• [PASSAGE CHOISI]:
========

1) l’Allemagne manipule l’Europe avec son plan hydrogène
Remarquable article de Michel Gay : https://www.contrepoints.org/2023/08/09/461428-lallemagne-manipule-leurope-avec-son-plan-hydrogene
Extraits : L’Allemagne annonce la construction de presque 24 gigawatts (GW) de centrales « à hydrogène » qu’elle veut faire subventionner par l’Union européenne.
Après avoir supprimé environ 20 gigawatts (GW) de nucléaire bas carbone (17 réacteurs), l’Allemagne comptait sur les énergies renouvelables intermittentes (EnRI) pour les remplacer. Mais les productions fatales de ces dernières étant insuffisantes, ce pays a conservé son parc pilotable au gaz et au charbon qui reste indispensable en soutien
« Pour masquer l’échec de sa transition énergétique (Energiewende) et obtenir en plus des subventions de l’Union européenne, l’Allemagne a donc imaginé ce projet ubuesque de 24 GW de centrales électriques, dites « à hydrogène ».
En réalité, ce sont des centrales à gaz capables de brûler aussi de l’hydrogène, mais qui doivent être subventionnées, car leur fonctionnement intermittent en complément des productions elles-mêmes intermittentes des EnRI, va limiter leur rentabilité. »
NB : là-dessus, ne pas hésiter à aller sur le compte
parodique RACG @charbongaz (il faut bien préciser parodique parce qu’ils
ont eu des problèmes) qui traite très bien de cette problématique
« Dans cet objectif, l’Allemagne prévoit, dès 2024, de lancer des appels d’offres pour près de 9 GW de nouvelles centrales à gaz censées fonctionner dès le départ à l’hydrogène. »
Et quand bien même ces centrales hydrogen ready fonctionneraient à l’hydrogène, la question à plusieurs milliards reste :
« Et d’où viendrait l’hydrogène consommé dans ces centrales « à gaz » ?
Selon l’Allemagne, l’électricité requise serait majoritairement produite par des éoliennes en mer…
McKinsey estime à 30 GW au moins le manque de moyens
pilotables en Allemagne à l’horizon de 2030. Ce cabinet d’experts doute que les conditions pour
la construction des nouvelles centrales soient remplies en temps voulu. Notamment, la bascule vers un hydrogène « vert » à un prix raisonnable reste incertaine, voire illusoire.
La capacité nationale de production d’énergies éolienne
et solaire (estimée à environ 100 TWh en 2030) ne suffira pas à couvrir le
besoin d’électricité pour la production d’hydrogène dont les importations
seront indispensables, comme les importations de gaz méthane aujourd’hui.
Ben c’est pas grave et c’est là que c’est rusé ; parce qu’en attendant Godot hydrogène vert, ces centrales hydrogène ready pourront très bien fonctionner… et même se rentabiliser au gaz classique…tout en étant financée au nom de la transition écologique et par des crédits verts. Rusé !
D’où le titre de l’article de Michel Gay : « l’Allemagne manipule l’Europe avec son plan hydrogène » :
« Si les subventions pour ces centrales à gaz « dites à hydrogène » sont attribuées par l’Europe, il s’agira de la deuxième arnaque du siècle réussie par l’Allemagne, après avoir fait croire que les énergies éolienne et solaire pouvaient assurer son avenir énergétique !

========

• [DONNÉES ENREGISTRÉES]:

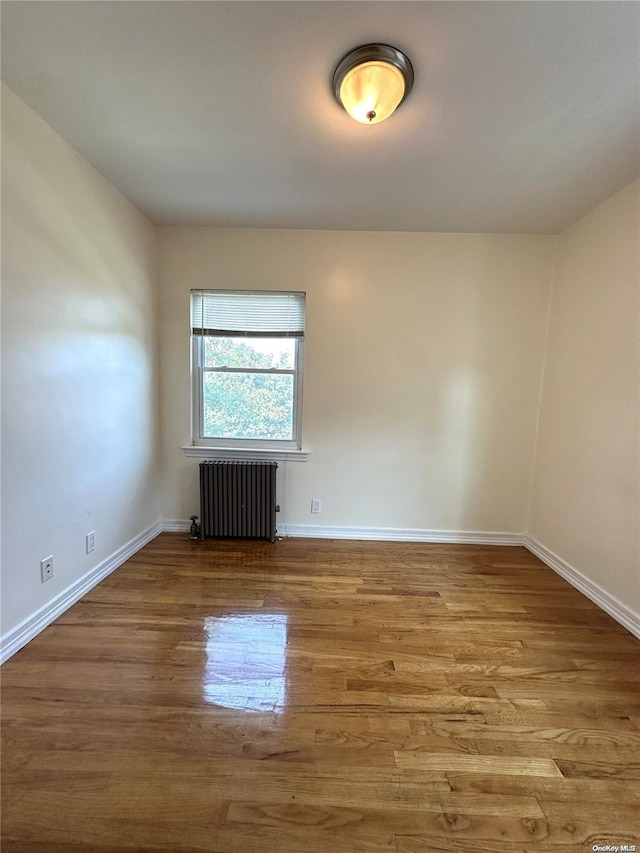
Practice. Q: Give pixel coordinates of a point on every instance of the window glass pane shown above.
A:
(250, 352)
(248, 405)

========

• [OBJECTIF 1]:
Indiquez si chaque affirmation ci-dessous concorde avec le passage choisi. Répondez par oui ou non et citez à l’identique les mots du texte qui tranchent.
(a) L’Allemagne a supprimé environ 20 GW de nucléaire.
(b) Dès 2024, l’Allemagne prévoit des appels d’offres pour près de 24 GW de nouvelles centrales à gaz.
(c) Selon l’Allemagne, l’électricité requise viendrait surtout d’éoliennes terrestres.
• [OBJECTIF 2]: Recopiez, dans le passage choisi, la partie qui s’ouvre sur les mots contenant « Ben c’est pas » et se clôt sur « avenir énergétique ! ».

• [RÉPONSE 1]:
(a) Oui : « Après avoir supprimé environ 20 gigawatts (GW) de nucléaire bas carbone (17 réacteurs) ».
(b) Non : « l’Allemagne prévoit, dès 2024, de lancer des appels d’offres pour près de 9 GW de nouvelles centrales à gaz ».
(c) Non : « l’électricité requise serait majoritairement produite par des éoliennes en mer ».

• [RÉPONSE 2]:
Ben c’est pas grave et c’est là que c’est rusé ; parce qu’en attendant Godot hydrogène vert, ces centrales hydrogène ready pourront très bien fonctionner… et même se rentabiliser au gaz classique…tout en étant financée au nom de la transition écologique et par des crédits verts. Rusé !
D’où le titre de l’article de Michel Gay : « l’Allemagne manipule l’Europe avec son plan hydrogène » :
« Si les subventions pour ces centrales à gaz « dites à hydrogène » sont attribuées par l’Europe, il s’agira de la deuxième arnaque du siècle réussie par l’Allemagne, après avoir fait croire que les énergies éolienne et solaire pouvaient assurer son avenir énergétique !